STATED PROBLEM: Report each line in the rows below that contains the word "with", copying every such line in full. Case counts, so a match must have the same capital and small letters.

DATA SECTION:
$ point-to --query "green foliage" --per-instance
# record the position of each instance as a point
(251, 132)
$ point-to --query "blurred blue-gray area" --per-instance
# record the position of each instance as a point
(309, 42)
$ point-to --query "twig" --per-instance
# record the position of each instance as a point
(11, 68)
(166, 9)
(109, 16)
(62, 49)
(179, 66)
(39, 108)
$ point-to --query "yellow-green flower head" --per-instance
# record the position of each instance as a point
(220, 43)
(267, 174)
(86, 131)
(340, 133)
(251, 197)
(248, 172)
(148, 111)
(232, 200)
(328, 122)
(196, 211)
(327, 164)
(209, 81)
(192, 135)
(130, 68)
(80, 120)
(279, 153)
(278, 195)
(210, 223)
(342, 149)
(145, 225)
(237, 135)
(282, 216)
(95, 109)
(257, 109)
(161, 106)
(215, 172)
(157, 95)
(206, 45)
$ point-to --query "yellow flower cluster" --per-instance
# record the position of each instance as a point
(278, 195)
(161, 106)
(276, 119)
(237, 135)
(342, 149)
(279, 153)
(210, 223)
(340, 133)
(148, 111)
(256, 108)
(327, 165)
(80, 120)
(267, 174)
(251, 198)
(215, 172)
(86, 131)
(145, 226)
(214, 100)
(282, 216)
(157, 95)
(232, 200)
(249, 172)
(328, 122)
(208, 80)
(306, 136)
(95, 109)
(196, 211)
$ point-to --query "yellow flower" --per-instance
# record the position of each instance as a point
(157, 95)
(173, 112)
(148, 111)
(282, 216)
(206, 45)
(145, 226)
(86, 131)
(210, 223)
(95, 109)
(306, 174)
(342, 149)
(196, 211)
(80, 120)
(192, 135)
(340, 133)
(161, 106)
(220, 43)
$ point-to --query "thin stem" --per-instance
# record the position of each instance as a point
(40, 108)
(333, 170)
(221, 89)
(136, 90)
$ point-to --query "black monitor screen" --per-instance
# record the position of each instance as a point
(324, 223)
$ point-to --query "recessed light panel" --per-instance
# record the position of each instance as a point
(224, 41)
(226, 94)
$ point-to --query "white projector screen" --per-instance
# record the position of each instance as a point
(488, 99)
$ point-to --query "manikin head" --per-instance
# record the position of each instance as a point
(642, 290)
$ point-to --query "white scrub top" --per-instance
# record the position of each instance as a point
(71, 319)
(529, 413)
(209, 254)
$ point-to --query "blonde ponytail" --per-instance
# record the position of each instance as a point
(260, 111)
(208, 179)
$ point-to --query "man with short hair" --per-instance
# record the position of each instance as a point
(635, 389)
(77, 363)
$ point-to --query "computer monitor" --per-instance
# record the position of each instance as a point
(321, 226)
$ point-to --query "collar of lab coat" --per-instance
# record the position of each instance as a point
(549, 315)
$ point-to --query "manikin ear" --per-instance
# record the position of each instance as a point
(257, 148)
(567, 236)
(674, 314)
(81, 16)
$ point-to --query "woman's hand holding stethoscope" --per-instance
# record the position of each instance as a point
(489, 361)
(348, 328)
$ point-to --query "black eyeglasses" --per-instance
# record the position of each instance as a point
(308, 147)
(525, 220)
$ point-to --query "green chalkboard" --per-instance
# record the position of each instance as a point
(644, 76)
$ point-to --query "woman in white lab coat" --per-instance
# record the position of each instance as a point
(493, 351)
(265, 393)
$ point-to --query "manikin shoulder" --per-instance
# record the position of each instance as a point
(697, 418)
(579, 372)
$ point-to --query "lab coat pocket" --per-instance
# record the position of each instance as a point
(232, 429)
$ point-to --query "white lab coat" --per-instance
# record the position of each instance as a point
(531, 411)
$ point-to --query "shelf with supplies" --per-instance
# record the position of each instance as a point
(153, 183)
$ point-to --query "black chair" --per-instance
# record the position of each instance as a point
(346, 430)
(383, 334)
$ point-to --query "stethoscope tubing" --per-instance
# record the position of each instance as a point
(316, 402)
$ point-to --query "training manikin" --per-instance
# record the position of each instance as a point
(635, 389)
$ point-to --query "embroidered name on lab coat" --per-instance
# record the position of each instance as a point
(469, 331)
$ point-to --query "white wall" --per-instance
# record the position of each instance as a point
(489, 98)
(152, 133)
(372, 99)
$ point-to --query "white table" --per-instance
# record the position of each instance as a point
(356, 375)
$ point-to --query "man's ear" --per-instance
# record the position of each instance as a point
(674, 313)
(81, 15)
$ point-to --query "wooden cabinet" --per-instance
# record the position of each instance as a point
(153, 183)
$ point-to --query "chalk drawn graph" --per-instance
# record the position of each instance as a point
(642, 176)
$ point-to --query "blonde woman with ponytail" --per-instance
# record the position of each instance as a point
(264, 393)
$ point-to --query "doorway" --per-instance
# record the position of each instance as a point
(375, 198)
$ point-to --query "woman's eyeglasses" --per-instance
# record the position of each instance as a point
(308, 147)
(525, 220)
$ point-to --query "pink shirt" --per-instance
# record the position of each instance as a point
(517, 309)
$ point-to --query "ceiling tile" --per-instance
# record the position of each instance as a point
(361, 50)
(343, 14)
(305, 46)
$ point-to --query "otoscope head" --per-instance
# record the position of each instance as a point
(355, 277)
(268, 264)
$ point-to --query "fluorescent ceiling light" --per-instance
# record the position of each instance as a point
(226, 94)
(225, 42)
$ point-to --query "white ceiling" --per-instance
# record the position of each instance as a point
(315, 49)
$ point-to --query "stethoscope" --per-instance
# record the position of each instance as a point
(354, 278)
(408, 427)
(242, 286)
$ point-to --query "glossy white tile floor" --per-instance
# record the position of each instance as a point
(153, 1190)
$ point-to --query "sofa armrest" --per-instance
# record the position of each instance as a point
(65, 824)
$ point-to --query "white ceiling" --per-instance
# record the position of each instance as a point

TASK OUTPUT:
$ point-to --query "man with short hair" --per-instance
$ point-to --query "shelf with supplies" --per-instance
$ point-to --query "blonde woman with ponytail" --per-instance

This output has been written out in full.